*Problem statement*
The full set of records must be returned exactly, character for character.

*Data under study*
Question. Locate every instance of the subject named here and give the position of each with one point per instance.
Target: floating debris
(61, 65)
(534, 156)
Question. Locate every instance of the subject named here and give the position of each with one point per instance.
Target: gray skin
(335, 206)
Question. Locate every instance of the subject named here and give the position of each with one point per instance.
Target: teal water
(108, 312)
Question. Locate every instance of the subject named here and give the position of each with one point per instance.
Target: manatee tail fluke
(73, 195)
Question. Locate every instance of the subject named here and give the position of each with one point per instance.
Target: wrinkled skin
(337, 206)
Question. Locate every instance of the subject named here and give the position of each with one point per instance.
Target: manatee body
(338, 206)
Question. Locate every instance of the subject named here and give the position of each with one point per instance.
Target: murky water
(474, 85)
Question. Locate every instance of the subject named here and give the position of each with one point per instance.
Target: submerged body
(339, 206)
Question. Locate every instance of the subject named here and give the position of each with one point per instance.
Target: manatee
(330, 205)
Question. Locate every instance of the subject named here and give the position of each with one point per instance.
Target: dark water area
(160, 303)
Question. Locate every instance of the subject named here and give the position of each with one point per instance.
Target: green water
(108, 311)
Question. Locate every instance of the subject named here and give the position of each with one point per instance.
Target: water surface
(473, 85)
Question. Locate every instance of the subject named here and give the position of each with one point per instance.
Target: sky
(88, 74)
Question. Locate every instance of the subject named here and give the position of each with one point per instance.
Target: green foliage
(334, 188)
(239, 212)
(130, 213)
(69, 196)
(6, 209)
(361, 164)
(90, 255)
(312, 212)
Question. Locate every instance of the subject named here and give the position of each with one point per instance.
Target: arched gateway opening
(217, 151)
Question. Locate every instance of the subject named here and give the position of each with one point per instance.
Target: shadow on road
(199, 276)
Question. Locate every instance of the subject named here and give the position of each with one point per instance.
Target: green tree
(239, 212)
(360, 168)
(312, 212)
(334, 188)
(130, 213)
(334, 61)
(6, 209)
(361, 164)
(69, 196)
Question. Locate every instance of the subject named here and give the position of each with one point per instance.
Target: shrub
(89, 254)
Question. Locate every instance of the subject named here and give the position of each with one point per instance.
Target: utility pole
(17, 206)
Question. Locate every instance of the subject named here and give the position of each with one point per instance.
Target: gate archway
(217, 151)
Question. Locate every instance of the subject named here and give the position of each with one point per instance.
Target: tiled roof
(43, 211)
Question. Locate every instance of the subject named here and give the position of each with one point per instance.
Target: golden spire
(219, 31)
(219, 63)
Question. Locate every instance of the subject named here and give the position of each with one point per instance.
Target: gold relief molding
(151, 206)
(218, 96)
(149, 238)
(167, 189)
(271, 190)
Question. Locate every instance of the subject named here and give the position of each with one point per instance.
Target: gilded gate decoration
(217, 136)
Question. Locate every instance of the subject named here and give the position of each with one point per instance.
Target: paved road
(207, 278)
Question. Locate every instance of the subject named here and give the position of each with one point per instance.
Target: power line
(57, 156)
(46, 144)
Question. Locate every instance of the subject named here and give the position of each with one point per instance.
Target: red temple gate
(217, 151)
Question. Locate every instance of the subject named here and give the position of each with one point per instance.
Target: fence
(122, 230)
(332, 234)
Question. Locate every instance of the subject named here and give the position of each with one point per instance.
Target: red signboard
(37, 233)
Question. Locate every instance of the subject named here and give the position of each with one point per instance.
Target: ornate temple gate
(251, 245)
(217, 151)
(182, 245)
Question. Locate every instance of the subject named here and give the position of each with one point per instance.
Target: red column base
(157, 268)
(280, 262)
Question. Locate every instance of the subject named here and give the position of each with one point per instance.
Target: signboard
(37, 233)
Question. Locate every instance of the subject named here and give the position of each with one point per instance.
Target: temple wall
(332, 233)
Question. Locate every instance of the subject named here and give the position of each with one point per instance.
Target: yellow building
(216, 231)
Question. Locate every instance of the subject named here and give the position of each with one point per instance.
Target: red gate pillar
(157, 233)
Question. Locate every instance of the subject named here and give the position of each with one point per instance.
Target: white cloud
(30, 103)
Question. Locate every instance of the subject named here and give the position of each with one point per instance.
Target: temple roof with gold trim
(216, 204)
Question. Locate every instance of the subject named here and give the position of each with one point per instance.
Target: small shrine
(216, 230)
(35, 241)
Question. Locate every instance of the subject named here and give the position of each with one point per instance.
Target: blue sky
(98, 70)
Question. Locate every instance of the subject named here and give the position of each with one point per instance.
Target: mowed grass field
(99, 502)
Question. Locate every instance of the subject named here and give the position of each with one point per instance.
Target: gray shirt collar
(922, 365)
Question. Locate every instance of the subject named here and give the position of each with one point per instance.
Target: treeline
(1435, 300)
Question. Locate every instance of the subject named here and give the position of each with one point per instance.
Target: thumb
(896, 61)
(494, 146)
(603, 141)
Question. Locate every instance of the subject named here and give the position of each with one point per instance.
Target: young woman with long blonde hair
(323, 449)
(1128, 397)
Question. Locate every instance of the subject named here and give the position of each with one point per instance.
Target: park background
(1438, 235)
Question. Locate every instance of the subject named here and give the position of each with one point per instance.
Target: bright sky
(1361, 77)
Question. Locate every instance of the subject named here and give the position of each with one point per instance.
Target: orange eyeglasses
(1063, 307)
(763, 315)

*Written response*
Question. Locate every instance of the subject named here and give the position of each with one point per instance.
Target: floating debris
(61, 65)
(534, 156)
Question. Locate every instance of the subject named here and give the position of each with one point per instance.
Target: gray skin
(335, 206)
Question. Locate every instance of the subject named here and give the position of each with one point per instance.
Target: teal water
(108, 312)
Question. Locate every instance of the subject named here and give the position of each with one point per instance.
Target: manatee tail fluke
(73, 195)
Question. Locate every instance of the subject named here and give the position of each with one point per instance.
Target: wrinkled skin
(337, 206)
Question. Locate every instance of the subject named here and give the position of each with one point per instance.
Target: manatee body
(338, 206)
Question. Locate every instance of the subject named here and give the position of each with one point per instance.
Target: murky water
(474, 85)
Question. Locate every instance of the subject named here and give the position of each with one point per instance.
Target: submerged body
(339, 206)
Question. Locate every instance of the subject named here and give the position of each with one point per instance.
Target: manatee
(330, 205)
Question. Locate every instance of the subject named here and give the position of each with one point per instance.
Target: dark water area
(160, 303)
Question. Locate every instance of the subject named here and give the position of each with one point per instance.
Target: green water
(108, 311)
Question. Locate every instance of the subject named here and give the position of each with one point per instance.
Target: water surface
(473, 85)
Question. Locate every instance of the subject named here and give the position of each with one point per instance.
Target: sky
(88, 74)
Question. Locate every instance of the subject named here and give the position of each with one point per instance.
Target: green foliage
(334, 188)
(239, 212)
(130, 213)
(69, 196)
(6, 209)
(361, 164)
(90, 255)
(312, 212)
Question. Locate every instance of the subject named here and give the position of each with one point per instance.
Target: arched gateway opening
(217, 151)
Question. Locate every instance of the subject named here and give the position of each with one point per instance.
Target: shadow on road
(199, 276)
Question. Locate every instance of the subject named here and give the position of each with one point per instance.
Target: green tree
(239, 212)
(360, 168)
(312, 212)
(334, 188)
(130, 213)
(334, 61)
(6, 209)
(361, 164)
(69, 196)
Question. Locate every instance of the subject named here and give the position of each with one point per instance.
Target: shrub
(89, 254)
Question. Locate every instance of the subject named here and give the position of each with one point per instance.
Target: utility pole
(17, 206)
Question. Locate every instance of the subject named here and give the position of each with one point per instance.
Target: gate archway
(217, 151)
Question. Locate every instance of the subject named here and give the position of each with one point per instance.
Target: tiled roof
(43, 211)
Question. Locate every instance of the subject named here and give the position of each with one point per instance.
Target: golden spire
(219, 31)
(219, 63)
Question. Locate every instance of the subject named here and give the position of each with one point per instance.
Target: gold relief molding
(151, 206)
(218, 96)
(149, 238)
(167, 189)
(271, 190)
Question. Locate every instance of the subject named here and give the position of each with one point per instance.
Target: gilded gate decoration
(217, 136)
Question. Locate every instance of the subject named here and give the position of each with one point per instance.
Target: paved road
(207, 278)
Question. Locate every instance of the subject named here and give the position of each with one point per instance.
Target: power line
(57, 156)
(46, 144)
Question. Locate every instance of the subject named here and give the position of each with one point per instance.
Target: red temple gate
(217, 151)
Question. Locate every instance of the subject named here and give the position of each with one point per instance.
Target: fence
(122, 230)
(332, 234)
Question. Locate every instance of the subject named here and give the position of each with one point per instance.
Target: red signboard
(37, 233)
Question. Locate every instance of the subject named here and give the position of each with one point per instance.
Target: ornate temple gate
(251, 245)
(217, 151)
(182, 245)
Question. Locate every instance of the subject named here and give the position of each with one point per instance.
Target: red column base
(157, 268)
(280, 262)
Question. Locate every instance of the subject named here and give the position of each with one point per instance.
Target: signboard
(37, 233)
Question. Locate every instance of the subject named here and give the position of each with one point per instance.
Target: temple wall
(332, 233)
Question. Locate every instance of the subject named here and give the position of each with one point per instance.
Target: yellow building
(216, 231)
Question. Locate every instance of the subject named here and give the position of each with one point per instance.
Target: red gate pillar
(157, 233)
Question. Locate every instance of the subject named here and give the position of each with one point per instance.
Target: white cloud
(30, 103)
Question. Locate every instance of the subject named here and give the position of each with one point per instance.
Target: temple roof with gold trim
(216, 204)
Question. Locate every instance of the subject named here and give the position of each with one point per instance.
Target: small shrine
(216, 230)
(35, 241)
Question. Locate every instance of the subject named here and give the position of each with one point per instance.
Target: blue sky
(98, 70)
Question. Locate every instance of the subject named here and give the position of each with one point per instance.
Target: mowed grass field
(99, 502)
Question. Locate every instance of the subject named here and give the position of each with one point per instance.
Target: gray shirt collar
(922, 365)
Question. Locate every instance of the subject named here and give the position of each with one point per instance.
Target: treeline
(1435, 300)
Question. Locate every instance of the subject named here and give the position of each with one point per instance.
Target: thumb
(896, 61)
(494, 146)
(603, 141)
Question. Locate every instance of the subject named here and give the position of each with one point per instance.
Target: young woman with long blonde hair
(323, 449)
(1128, 397)
Question. Locate every instance of the subject named here and give the position of each with one point per instance.
Target: park background
(1438, 235)
Question. Locate every instance of the subject named here and give the position of each with one point per instance.
Target: bright sky
(1361, 77)
Question. Locate every instance of the subject named here and give the position of each with one point per instance.
Target: orange eyeglasses
(1063, 307)
(763, 315)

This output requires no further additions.